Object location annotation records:
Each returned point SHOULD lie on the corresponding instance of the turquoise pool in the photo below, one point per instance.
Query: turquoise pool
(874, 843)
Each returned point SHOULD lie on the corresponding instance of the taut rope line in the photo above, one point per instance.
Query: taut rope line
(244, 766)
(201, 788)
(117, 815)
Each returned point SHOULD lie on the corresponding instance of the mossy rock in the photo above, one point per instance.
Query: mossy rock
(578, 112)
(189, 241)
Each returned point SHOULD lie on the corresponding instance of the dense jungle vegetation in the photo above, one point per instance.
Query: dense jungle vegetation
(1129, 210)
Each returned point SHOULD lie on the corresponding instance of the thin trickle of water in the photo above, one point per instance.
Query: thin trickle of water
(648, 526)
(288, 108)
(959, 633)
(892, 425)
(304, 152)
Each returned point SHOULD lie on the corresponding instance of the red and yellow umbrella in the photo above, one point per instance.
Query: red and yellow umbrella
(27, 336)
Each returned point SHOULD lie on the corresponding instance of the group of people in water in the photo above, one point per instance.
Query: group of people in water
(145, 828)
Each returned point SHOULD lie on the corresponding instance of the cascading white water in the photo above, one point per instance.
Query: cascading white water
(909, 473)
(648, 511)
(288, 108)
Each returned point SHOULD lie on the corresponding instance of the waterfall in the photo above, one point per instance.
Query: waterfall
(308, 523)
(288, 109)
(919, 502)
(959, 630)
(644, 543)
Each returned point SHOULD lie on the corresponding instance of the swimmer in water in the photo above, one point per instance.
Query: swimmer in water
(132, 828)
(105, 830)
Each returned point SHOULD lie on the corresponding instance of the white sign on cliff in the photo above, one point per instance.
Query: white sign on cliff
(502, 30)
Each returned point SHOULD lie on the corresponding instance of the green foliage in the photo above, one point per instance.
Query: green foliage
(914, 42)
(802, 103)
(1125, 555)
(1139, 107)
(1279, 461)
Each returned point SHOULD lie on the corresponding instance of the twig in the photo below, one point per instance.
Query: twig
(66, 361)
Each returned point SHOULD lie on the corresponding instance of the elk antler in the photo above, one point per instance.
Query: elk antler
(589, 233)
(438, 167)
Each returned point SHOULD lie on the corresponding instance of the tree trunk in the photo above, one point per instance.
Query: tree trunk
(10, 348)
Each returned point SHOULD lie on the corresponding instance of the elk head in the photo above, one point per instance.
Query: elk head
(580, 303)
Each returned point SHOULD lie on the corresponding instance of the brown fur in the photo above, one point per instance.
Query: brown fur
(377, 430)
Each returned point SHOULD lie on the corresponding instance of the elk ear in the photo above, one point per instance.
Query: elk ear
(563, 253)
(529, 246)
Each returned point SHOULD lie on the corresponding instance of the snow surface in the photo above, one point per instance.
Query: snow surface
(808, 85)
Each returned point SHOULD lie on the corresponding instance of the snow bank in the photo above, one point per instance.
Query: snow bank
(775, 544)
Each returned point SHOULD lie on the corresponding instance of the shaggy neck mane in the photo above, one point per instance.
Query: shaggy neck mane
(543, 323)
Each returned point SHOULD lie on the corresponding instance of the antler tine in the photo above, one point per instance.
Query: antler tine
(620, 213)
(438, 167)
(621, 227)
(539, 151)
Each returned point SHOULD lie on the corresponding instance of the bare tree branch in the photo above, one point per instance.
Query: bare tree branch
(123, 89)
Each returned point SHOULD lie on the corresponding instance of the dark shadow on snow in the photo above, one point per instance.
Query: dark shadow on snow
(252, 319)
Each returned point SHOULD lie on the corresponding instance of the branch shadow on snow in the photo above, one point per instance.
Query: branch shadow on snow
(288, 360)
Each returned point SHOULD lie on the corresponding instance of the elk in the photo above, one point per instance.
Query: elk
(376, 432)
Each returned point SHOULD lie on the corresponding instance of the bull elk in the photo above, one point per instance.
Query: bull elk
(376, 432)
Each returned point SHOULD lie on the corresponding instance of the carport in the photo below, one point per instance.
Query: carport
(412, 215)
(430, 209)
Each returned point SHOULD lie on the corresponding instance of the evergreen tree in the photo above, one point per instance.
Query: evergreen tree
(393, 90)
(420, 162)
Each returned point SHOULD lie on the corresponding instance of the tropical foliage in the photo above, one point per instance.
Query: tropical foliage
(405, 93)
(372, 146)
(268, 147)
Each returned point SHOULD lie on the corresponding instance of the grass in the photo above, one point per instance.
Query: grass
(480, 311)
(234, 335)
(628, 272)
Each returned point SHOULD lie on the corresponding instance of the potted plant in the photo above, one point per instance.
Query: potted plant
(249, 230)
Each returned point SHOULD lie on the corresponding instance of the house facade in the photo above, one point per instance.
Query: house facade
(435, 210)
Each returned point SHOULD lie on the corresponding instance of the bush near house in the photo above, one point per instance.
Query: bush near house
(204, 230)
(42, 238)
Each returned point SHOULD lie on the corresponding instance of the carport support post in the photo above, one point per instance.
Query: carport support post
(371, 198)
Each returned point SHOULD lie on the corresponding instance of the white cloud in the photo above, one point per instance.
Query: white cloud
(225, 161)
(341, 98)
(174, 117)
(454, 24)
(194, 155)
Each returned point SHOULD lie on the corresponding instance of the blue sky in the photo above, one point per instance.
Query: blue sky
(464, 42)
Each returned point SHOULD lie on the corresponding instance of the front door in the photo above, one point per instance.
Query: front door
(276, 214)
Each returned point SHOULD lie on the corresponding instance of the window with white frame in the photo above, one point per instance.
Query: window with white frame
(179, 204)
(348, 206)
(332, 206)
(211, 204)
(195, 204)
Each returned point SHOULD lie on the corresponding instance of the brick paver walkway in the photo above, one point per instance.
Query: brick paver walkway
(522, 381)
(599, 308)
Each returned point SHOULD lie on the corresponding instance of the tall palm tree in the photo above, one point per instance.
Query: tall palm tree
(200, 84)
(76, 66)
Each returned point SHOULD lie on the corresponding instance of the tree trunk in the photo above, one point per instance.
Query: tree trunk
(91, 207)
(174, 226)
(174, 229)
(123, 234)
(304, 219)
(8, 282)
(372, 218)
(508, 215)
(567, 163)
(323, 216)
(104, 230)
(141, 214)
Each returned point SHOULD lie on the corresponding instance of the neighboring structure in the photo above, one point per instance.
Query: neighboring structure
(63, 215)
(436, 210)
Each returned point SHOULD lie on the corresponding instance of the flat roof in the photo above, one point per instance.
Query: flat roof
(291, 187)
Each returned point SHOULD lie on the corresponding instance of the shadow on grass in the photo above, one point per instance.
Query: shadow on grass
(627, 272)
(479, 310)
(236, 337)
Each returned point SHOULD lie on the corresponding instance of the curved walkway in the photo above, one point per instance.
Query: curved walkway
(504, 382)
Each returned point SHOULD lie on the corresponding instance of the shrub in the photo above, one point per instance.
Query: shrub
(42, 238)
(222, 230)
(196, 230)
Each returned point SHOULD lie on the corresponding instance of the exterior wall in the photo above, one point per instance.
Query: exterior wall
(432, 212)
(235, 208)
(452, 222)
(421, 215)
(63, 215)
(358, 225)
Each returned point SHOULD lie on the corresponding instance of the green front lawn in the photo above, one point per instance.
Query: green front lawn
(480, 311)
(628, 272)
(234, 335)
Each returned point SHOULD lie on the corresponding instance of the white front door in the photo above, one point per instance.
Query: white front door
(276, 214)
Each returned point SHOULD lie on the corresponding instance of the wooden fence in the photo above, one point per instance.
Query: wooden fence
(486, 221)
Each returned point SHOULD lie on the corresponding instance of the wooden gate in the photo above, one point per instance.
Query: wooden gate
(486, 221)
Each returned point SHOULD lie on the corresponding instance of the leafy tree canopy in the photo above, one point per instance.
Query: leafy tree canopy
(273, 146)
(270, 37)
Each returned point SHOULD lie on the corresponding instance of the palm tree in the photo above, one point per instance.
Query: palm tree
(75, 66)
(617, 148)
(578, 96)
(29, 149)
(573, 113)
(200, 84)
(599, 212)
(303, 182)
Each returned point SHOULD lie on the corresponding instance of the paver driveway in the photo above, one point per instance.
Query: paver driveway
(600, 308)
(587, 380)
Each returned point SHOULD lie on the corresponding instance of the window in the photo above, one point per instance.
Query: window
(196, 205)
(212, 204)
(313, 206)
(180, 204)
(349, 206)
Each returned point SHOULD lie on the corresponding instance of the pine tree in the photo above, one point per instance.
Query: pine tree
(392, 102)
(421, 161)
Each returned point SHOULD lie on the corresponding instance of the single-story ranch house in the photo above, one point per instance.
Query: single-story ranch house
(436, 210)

• **WHAT IS ASKED**
Copy out verbatim the lines of the records starting at the line that contains "of the dense" and ending at the line that contains "(1129, 210)", both of these lines included.

• **TASK SOLUTION**
Each returned point SHOULD lie on the corresponding instance of the dense jungle vegetation in the photo above, one point per instance.
Query: dense jungle vegetation
(1129, 210)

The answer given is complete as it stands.